• WHAT TO WORK ON:
Copy out the whole passage below on the WFP initiative for Rwanda's small-scale farmers, word for word.

• TEXT:
=== Begin Enclosure ===
The United Nations World Food Programme (WFP) has launched an initiative under which small-scale farmers in Rwanda will be supported in transitioning from subsistence farming to market-oriented agriculture.
The Patient Procurement Platform (PPP) will help farmers enter into contracts with buyers for their crops before planting.
Jean-Pierre de Margerie, the WFP Rwanda country director, said the new approach intends to help farmers to put themselves in a better position from start to finish, and confidently produce more crops to sell because they know they have a market for what they grow.
“The assurance of market for farmers’ produce will help farmers acquire bank loans or other financial services which they can then use to buy better seeds, fertilisers and other agricultural inputs to boost production. This encourages farmers to become more resilient through better planning and assured sales,” the official said.
=== End Enclosure ===
• PROVIDED MATERIAL:
=== Begin Enclosure ===
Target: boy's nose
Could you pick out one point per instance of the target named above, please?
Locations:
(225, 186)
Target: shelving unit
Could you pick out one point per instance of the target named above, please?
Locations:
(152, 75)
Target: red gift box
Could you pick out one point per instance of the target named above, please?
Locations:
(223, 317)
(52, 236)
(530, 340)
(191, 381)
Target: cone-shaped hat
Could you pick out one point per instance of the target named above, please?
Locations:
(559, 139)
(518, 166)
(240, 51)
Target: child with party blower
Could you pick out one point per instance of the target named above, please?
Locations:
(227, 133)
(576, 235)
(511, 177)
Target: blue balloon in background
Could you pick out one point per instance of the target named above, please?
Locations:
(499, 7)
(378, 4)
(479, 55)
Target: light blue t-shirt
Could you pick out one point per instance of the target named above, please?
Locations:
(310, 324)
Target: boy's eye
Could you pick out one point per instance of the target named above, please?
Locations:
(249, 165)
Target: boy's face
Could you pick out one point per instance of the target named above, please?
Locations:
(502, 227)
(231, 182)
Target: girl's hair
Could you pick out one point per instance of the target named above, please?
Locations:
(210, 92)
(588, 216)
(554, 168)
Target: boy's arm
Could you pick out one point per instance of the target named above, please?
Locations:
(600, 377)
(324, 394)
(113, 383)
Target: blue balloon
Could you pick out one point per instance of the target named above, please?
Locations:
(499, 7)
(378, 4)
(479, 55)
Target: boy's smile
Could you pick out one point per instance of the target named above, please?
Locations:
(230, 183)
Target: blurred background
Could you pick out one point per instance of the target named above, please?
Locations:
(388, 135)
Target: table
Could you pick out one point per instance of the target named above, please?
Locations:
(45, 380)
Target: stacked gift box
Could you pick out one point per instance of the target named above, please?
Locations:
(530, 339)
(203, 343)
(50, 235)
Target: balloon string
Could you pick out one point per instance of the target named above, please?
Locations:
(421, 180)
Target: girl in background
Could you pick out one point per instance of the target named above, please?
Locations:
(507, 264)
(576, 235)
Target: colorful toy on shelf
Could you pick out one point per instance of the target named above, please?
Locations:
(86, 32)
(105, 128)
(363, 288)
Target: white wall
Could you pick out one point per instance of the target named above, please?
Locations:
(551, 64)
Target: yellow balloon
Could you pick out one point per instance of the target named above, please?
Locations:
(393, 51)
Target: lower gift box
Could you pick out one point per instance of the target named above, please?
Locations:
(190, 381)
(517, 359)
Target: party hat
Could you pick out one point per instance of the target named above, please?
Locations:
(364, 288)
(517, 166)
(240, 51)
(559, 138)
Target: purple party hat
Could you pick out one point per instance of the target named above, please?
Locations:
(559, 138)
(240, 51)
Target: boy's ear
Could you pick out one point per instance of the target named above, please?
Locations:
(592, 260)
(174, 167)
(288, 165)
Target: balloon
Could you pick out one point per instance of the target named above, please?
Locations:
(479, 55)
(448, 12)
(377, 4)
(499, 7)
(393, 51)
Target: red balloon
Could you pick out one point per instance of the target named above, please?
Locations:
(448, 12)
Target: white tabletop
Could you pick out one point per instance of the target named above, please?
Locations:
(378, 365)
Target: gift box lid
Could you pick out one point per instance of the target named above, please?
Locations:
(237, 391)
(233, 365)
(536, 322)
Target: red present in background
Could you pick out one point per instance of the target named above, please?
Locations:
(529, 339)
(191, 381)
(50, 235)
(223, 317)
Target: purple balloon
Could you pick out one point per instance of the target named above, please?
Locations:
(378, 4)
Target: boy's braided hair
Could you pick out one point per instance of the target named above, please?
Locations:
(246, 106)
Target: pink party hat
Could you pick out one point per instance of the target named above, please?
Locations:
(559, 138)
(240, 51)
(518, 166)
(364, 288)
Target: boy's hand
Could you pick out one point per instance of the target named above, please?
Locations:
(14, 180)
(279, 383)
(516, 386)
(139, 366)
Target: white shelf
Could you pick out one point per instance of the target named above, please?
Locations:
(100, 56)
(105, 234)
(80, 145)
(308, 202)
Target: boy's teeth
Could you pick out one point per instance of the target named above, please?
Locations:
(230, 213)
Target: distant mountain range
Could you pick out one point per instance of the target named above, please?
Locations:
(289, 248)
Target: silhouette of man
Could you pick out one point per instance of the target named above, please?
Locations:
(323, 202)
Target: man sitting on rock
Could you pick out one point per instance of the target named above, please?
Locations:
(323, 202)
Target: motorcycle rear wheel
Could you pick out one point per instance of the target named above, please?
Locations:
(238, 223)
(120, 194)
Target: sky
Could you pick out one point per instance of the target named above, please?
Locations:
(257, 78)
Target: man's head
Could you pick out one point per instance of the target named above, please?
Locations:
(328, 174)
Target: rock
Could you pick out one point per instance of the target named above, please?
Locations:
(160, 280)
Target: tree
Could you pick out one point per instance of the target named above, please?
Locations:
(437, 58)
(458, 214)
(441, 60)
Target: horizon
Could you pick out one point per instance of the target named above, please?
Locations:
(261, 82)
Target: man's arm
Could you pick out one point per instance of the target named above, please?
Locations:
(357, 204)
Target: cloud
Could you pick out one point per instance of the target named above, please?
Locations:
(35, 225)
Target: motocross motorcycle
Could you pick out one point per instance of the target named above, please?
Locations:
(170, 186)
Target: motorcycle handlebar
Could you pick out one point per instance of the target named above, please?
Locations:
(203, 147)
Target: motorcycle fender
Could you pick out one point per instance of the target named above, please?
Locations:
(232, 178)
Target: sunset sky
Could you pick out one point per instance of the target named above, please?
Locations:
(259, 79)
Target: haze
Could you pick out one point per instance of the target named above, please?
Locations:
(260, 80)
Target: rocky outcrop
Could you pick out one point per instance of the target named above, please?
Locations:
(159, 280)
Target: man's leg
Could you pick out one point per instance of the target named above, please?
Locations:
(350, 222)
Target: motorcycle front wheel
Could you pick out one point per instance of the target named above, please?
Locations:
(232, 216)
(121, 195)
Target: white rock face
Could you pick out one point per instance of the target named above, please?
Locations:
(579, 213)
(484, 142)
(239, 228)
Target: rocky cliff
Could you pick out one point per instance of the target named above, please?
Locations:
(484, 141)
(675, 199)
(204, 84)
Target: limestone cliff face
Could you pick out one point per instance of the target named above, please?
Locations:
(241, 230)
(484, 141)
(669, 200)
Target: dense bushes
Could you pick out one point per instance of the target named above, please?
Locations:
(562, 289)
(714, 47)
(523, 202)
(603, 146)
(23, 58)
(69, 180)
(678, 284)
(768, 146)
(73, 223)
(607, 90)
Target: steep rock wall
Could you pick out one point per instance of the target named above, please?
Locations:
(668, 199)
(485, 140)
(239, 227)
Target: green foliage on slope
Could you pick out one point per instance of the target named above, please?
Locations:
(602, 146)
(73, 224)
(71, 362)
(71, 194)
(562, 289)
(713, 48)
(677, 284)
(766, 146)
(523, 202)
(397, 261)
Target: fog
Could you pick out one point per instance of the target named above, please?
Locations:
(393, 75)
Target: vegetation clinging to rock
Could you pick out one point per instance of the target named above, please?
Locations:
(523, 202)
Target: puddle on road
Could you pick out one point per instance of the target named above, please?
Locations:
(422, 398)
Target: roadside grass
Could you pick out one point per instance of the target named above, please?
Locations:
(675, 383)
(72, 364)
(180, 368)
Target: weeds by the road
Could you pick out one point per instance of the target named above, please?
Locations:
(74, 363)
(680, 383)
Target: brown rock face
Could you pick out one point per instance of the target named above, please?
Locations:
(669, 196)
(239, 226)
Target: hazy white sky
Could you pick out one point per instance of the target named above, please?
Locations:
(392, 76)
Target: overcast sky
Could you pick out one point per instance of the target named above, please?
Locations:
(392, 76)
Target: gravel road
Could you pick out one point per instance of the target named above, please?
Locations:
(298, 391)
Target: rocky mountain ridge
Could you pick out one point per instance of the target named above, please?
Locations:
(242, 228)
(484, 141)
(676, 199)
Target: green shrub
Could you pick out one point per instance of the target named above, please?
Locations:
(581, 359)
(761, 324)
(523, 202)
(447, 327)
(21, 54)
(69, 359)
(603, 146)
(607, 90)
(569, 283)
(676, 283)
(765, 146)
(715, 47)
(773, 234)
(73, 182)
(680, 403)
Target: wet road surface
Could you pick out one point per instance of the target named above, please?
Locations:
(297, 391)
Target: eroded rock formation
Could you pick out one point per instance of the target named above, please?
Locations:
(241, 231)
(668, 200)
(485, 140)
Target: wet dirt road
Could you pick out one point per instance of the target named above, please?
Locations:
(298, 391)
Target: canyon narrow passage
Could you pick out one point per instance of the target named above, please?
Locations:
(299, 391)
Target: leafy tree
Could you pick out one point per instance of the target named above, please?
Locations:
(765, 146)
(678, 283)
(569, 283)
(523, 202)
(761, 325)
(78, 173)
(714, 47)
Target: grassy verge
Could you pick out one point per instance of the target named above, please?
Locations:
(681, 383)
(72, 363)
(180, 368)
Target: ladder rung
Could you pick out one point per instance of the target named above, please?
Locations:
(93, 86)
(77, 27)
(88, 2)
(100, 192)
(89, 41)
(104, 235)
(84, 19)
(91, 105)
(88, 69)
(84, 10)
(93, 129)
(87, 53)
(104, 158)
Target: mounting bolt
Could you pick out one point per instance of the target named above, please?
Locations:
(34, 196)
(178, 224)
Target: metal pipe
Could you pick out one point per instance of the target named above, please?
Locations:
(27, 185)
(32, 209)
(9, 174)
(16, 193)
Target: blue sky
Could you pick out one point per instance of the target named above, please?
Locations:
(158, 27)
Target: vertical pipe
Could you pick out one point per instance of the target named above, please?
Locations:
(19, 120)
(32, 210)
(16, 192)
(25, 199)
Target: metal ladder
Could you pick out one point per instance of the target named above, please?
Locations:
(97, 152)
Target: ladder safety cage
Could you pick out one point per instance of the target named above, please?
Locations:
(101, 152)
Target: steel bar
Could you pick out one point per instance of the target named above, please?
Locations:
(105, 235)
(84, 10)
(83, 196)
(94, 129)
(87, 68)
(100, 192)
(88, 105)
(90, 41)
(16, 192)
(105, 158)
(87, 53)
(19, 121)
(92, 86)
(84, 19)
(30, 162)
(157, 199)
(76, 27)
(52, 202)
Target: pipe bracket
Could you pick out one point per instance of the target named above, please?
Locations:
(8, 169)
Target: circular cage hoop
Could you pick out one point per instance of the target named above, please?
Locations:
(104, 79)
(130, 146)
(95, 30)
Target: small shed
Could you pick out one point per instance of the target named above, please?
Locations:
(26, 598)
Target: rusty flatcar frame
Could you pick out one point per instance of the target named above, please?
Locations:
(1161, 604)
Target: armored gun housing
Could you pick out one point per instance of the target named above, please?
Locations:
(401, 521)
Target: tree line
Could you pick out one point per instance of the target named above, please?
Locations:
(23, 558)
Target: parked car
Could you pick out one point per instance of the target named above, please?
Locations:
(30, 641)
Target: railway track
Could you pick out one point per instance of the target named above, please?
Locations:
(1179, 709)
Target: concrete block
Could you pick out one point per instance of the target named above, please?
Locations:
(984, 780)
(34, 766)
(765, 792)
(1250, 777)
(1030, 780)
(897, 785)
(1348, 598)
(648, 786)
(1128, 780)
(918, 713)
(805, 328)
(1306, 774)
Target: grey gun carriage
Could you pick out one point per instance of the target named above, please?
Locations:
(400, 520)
=== End Enclosure ===
• YOUR SOLUTION:
The United Nations World Food Programme (WFP) has launched an initiative under which small-scale farmers in Rwanda will be supported in transitioning from subsistence farming to market-oriented agriculture.
The Patient Procurement Platform (PPP) will help farmers enter into contracts with buyers for their crops before planting.
Jean-Pierre de Margerie, the WFP Rwanda country director, said the new approach intends to help farmers to put themselves in a better position from start to finish, and confidently produce more crops to sell because they know they have a market for what they grow.
“The assurance of market for farmers’ produce will help farmers acquire bank loans or other financial services which they can then use to buy better seeds, fertilisers and other agricultural inputs to boost production. This encourages farmers to become more resilient through better planning and assured sales,” the official said.